To do: Pull together every line below that contains the word "girl", and copy each one out.

Records for processing:
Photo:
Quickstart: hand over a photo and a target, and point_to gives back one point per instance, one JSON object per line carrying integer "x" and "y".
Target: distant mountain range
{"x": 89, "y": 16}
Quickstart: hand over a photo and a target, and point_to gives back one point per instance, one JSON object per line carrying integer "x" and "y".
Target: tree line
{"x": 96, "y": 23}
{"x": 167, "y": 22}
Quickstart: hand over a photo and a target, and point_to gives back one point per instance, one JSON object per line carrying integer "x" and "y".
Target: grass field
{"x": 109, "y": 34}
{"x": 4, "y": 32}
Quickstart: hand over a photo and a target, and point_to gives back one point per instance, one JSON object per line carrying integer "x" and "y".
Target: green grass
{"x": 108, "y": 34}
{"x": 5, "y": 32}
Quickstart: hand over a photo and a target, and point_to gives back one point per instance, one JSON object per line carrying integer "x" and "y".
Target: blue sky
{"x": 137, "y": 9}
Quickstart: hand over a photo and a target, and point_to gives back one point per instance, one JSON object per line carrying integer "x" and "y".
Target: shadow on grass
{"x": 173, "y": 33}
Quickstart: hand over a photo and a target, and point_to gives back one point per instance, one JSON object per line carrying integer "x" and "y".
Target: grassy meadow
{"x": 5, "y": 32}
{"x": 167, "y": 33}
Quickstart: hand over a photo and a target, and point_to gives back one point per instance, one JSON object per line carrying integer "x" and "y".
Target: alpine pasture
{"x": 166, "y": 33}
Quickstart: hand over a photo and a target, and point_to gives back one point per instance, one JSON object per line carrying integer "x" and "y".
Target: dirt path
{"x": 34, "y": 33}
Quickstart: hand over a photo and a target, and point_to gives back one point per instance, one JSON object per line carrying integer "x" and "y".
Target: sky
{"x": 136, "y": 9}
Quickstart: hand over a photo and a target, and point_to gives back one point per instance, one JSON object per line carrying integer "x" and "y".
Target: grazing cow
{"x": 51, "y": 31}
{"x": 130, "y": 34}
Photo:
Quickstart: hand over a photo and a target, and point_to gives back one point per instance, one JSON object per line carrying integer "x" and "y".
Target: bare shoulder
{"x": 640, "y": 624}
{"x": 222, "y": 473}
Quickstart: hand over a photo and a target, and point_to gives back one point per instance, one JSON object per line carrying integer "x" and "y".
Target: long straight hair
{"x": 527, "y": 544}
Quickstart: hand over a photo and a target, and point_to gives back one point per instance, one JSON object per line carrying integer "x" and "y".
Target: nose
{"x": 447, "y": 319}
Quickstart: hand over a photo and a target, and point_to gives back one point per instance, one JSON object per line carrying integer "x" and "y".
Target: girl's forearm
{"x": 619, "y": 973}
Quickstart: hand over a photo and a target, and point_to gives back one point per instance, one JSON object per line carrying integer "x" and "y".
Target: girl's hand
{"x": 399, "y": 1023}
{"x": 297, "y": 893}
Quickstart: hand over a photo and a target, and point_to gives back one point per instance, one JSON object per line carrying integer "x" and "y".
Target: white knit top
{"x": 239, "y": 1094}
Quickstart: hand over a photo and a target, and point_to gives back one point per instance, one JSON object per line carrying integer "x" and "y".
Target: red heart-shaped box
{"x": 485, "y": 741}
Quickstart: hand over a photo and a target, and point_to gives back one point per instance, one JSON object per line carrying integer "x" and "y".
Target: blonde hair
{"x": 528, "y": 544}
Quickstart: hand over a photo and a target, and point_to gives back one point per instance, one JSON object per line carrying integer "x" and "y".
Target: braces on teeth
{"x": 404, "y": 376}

Exercise answer:
Target: girl's forearm
Target: girl's hand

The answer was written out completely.